The exercise: Turn every line of the records below into a JSON list of strings, with one string for each line and no entries for blank lines.

Extracted data:
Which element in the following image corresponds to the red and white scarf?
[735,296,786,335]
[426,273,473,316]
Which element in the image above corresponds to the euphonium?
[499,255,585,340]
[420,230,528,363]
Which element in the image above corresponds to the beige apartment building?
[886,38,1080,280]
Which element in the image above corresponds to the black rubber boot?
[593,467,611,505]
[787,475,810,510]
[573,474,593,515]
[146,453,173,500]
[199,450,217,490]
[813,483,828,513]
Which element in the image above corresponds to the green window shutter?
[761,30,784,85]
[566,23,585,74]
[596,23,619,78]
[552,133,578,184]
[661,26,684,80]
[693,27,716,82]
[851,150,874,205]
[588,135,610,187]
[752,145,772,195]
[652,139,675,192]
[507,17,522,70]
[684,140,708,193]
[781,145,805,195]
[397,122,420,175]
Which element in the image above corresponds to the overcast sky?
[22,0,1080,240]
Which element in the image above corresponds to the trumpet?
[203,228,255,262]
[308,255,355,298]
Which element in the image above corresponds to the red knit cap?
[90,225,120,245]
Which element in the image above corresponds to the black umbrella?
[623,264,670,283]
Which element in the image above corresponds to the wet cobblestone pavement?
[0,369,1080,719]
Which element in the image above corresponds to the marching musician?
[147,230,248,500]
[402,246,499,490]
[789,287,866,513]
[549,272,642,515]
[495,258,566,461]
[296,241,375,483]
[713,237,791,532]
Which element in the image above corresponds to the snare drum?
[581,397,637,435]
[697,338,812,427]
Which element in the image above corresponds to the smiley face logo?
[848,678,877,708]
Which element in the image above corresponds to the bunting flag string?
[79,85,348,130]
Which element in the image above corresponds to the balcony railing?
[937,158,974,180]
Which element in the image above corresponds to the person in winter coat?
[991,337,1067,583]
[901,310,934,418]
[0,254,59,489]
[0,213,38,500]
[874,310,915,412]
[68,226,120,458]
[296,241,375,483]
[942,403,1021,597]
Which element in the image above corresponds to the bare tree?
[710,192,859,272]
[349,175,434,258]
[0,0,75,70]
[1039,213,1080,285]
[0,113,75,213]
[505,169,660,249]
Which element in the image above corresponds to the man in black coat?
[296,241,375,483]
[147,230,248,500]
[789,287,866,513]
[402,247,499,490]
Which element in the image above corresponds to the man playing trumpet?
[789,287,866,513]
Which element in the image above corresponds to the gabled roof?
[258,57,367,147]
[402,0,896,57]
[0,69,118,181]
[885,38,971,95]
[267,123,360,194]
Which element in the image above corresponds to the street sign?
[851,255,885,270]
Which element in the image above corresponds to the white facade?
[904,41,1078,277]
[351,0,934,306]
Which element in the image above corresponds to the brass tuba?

Result for this task:
[
  "Which element in the following image corresponds to the red and white scarf?",
  "[735,296,786,335]",
  "[426,273,473,316]",
  "Which element in the image above corresponds to the euphonium?",
  "[499,255,585,340]",
  "[420,230,528,363]",
  "Which element in the image above corresponds to the beige apartment building?",
  "[886,38,1080,280]",
  "Which element in the image above corresponds to the black rubber boot?",
  "[593,467,611,505]",
  "[787,475,810,510]",
  "[573,474,593,515]",
  "[146,453,173,500]",
  "[199,450,217,490]",
  "[813,483,828,513]",
  "Which element in the image above corresponds to the green window shutter?",
  "[761,30,784,85]",
  "[566,23,585,74]",
  "[596,23,619,78]",
  "[552,133,578,184]",
  "[661,26,684,80]",
  "[693,27,716,82]",
  "[851,150,874,205]",
  "[588,135,610,187]",
  "[752,145,772,195]",
  "[652,139,675,192]",
  "[507,17,522,70]",
  "[684,140,708,193]",
  "[781,145,805,195]",
  "[397,122,420,175]",
  "Which element in the image above corresponds to the overcast sky?",
  "[22,0,1080,240]",
  "Which element in the image above corresponds to the trumpet?",
  "[203,228,255,262]",
  "[308,255,355,298]",
  "Which element in the image above corresponds to the red knit cap?",
  "[90,225,120,245]",
  "Which element in the image above corresponds to the black umbrella?",
  "[623,264,670,283]",
  "Which element in the image above corresponds to the wet cobblestone pavement?",
  "[0,369,1080,719]",
  "Which element in the image above corresponds to the marching musician?",
  "[147,230,248,500]",
  "[402,246,499,490]",
  "[789,287,866,513]",
  "[549,272,642,515]",
  "[495,258,566,461]",
  "[296,241,375,483]",
  "[713,237,791,532]",
  "Which element in the image above corresponds to the snare drum?",
  "[581,397,637,435]",
  "[697,338,812,427]",
  "Which element in the image above corresponds to the smiley face logo?",
  "[848,678,877,708]",
  "Which element in the image above corresponds to the bunting flag string?",
  "[79,85,348,130]",
  "Which element in the image above corresponds to the balcony railing?",
  "[937,158,974,180]",
  "Which element in the image above corresponds to the person in winter coat?",
  "[991,337,1067,583]",
  "[901,310,934,418]",
  "[0,254,59,489]",
  "[0,213,38,500]",
  "[874,310,915,412]",
  "[68,226,120,458]",
  "[296,241,375,483]",
  "[942,403,1021,597]",
  "Which element in the image above corresponds to the bare tree?",
  "[710,192,859,272]",
  "[349,175,434,258]",
  "[0,0,75,70]",
  "[1039,213,1080,285]",
  "[0,113,75,213]",
  "[505,169,660,249]",
  "Which element in the image above corresponds to the man in black coat?",
  "[296,241,375,483]",
  "[147,230,248,500]",
  "[789,287,866,513]",
  "[402,247,499,490]",
  "Which element in the image above corresponds to the man playing trumpet?",
  "[789,287,866,513]",
  "Which element in the image above corresponds to the gabled roof?",
  "[258,57,367,147]",
  "[402,0,896,57]",
  "[0,69,118,181]",
  "[885,38,971,95]",
  "[267,123,360,194]",
  "Which element in the image above corresponds to the street sign?",
  "[851,255,885,270]",
  "Which element in the image above corresponds to the white facade?",
  "[904,41,1078,277]",
  "[351,0,934,306]",
  "Which element in the image above corresponds to the brass tuba?"
]